Text segment →
EMQX is a distributed MQTT broker for IoT-scale pub/sub — millions of concurrent device connections. To reason about it you need MQTT itself: topics & wildcards, the three QoS levels, retained messages, the will, sessions, plus EMQX's clustering, rule engine, and auth/ACL. Senior interviews probe QoS semantics, session state, and how it scales connections.
1. MQTT in one screen
| Concept | What |
|---|---|
| Broker | Central server routing messages between clients (EMQX). Clients never talk directly. |
| Client | Any device/app that connects (publisher and/or subscriber — same connection can do both). |
| Topic | Hierarchical string, /-separated: sensors/floor1/temp. No pre-declaration — publish/subscribe create routing on the fly. |
| Publish / Subscribe | Publishers send to a topic; subscribers get messages for topics they match. Fully decoupled. |
| QoS | Per-message delivery guarantee (0/1/2). |
| Retained message | Broker keeps the last message on a topic; new subscribers get it immediately. |
| Will (LWT) | Last Will & Testament — broker publishes a preset message if the client drops unexpectedly. |
| Keepalive | Client pings within an interval; broker declares it dead if silent (1.5× keepalive). |
MQTT runs over TCP (1883) or TLS (8883); EMQX also speaks MQTT-over-WebSocket and MQTT 5.0.
2. Topic wildcards
| Wildcard | Matches |
|---|---|
+ (single level) | sensors/+/temp → sensors/floor1/temp, sensors/floor2/temp (one level only). |
# (multi level) | sensors/# → everything under sensors/ (must be last). |
$SYS/... | Broker internal stats/metrics topics. |
Publishers must use concrete topics (no wildcards); only subscribers use +/#.
3. QoS levels (the core question)
| QoS | Guarantee | Handshake |
|---|---|---|
| 0 — at most once | Fire-and-forget; may be lost | PUBLISH (no ack) |
| 1 — at least once | Guaranteed delivery, may duplicate | PUBLISH → PUBACK |
| 2 — exactly once | Delivered once, no dupes | PUBLISH → PUBREC → PUBREL → PUBCOMP (4-way) |
Effective QoS = min(publish QoS, subscribe QoS) on the broker→subscriber leg. QoS 2 is expensive (4-way handshake + state) — most IoT uses QoS 1 with idempotent handlers.

Required work →
a) Answer these questions from the MQTT overview:
(i) Which port does MQTT use over TCP, and which over TLS?
(ii) Which topic wildcard must come last?
(iii) What is the handshake for QoS 1?
b) For each statement, say whether the MQTT overview agrees with it, and quote the words that decide it.
(i) Publishers may include wildcards in the topics they publish to.
(ii) A topic has to be declared before anyone can publish to it.
(iii) On the broker→subscriber leg, the effective QoS is the lower of the publish QoS and the subscribe QoS.
c) Resume the EMQX and MQTT overview after its last sentence.

(Collection entries)
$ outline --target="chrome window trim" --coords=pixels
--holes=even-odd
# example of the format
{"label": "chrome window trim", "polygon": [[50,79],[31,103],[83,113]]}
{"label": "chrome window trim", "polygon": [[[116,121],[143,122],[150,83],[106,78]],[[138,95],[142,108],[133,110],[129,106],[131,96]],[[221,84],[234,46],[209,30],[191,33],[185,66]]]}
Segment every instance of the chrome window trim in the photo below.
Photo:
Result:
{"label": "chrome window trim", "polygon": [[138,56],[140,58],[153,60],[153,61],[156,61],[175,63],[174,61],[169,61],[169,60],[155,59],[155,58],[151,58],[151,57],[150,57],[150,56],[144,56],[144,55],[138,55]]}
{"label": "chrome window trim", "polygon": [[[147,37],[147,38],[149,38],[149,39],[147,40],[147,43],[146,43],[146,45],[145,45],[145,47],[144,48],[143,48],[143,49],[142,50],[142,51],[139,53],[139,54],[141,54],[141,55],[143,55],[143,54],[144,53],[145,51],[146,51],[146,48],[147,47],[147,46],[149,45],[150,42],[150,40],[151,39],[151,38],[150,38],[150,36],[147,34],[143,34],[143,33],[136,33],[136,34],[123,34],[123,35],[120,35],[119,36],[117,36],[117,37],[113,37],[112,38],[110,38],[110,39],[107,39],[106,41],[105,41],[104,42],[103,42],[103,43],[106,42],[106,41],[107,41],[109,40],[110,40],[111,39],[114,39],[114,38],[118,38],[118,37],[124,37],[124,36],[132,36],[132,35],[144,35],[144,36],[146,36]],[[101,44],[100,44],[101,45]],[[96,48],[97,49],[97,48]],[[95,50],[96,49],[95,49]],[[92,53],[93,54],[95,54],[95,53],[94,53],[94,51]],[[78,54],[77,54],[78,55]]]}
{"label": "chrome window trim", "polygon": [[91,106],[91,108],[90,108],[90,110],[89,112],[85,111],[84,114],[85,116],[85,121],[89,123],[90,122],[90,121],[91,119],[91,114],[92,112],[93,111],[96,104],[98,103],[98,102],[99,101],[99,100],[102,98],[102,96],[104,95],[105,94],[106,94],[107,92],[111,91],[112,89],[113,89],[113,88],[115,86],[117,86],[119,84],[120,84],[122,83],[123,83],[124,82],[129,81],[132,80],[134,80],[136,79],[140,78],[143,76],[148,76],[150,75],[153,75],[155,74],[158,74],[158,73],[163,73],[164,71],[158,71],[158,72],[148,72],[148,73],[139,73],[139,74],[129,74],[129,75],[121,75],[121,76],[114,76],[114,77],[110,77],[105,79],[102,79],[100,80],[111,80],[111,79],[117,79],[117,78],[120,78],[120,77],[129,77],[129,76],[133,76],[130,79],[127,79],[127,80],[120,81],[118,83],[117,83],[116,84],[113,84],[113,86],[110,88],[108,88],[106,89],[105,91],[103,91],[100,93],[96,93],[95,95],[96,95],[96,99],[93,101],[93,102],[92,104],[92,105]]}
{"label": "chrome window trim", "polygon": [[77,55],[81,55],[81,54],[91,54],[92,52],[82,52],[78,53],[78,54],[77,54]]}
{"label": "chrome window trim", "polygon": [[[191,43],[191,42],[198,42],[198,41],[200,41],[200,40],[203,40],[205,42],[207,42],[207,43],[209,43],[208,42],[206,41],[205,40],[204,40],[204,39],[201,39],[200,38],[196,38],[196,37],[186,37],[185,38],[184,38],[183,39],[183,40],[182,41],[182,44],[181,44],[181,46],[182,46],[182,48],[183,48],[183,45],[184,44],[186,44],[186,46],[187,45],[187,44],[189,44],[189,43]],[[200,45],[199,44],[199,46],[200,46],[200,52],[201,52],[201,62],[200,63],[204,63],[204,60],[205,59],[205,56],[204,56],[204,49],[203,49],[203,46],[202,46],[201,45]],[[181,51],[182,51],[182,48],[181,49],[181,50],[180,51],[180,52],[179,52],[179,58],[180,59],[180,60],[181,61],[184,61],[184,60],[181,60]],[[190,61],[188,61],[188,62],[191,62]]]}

Response list →
a)
(i) 1883 over TCP and 8883 over TLS.
(ii) The multi-level wildcard, #.
(iii) PUBLISH → PUBACK.

b)
(i) No: "Publishers must use concrete topics (no wildcards); only subscribers use +/#."
(ii) No: "No pre-declaration — publish/subscribe create routing on the fly."
(iii) Yes: "Effective QoS = min(publish QoS, subscribe QoS) on the broker→subscriber leg."

c)
QoS is per hop, not end-to-end
QoS is negotiated client↔broker on each leg separately. A QoS 2 publish to a QoS 0 subscriber is
delivered at QoS 0. There's no end-to-end exactly-once across two clients.
4. Sessions & clean start
- Clean session (MQTT 3) / clean start + session expiry (MQTT 5): if clean, the broker discards subscriptions + queued messages on disconnect; if persistent, it keeps them and re-delivers on reconnect.
- A persistent session with QoS 1/2 queues messages for an offline client (bounded by config) and replays on reconnect — key for flaky IoT links.
- Client ID identifies a session; reconnecting with the same ID resumes it. Duplicate IDs kick the older connection.
5. MQTT 5.0 additions
- Reason codes on acks (why a publish/subscribe failed).
- Session/message expiry intervals; topic aliases (shrink repeated long topics).
- User properties (custom headers), response topic + correlation data (request/response).
- Shared subscriptions
$share/group/topic— load-balance a topic across a group of subscribers (like a consumer group). - Flow control (receive maximum), will delay.
6. EMQX architecture & features
- Clustering — nodes form a cluster (auto-discovery: static, DNS, k8s, etcd); the routing table is shared so a publish on any node reaches subscribers on any node.
- Scale — built on Erlang/BEAM (lightweight processes per connection) → millions of concurrent MQTT connections per cluster.
- Rule Engine — SQL-like rules on incoming messages → actions: republish, bridge to Kafka/MQTT/HTTP, write to a DB, etc. (no app code).
- Data integration / bridges — Kafka, Pulsar, databases, HTTP, other MQTT brokers.
- Auth & ACL — authn (username/password, JWT, X.509 client certs, PSK) + authz (per-topic publish/subscribe ACLs) backed by built-in DB, MySQL/Postgres, Redis, HTTP, LDAP.
- Dashboard + REST API for clients, subscriptions, metrics; observability via Prometheus.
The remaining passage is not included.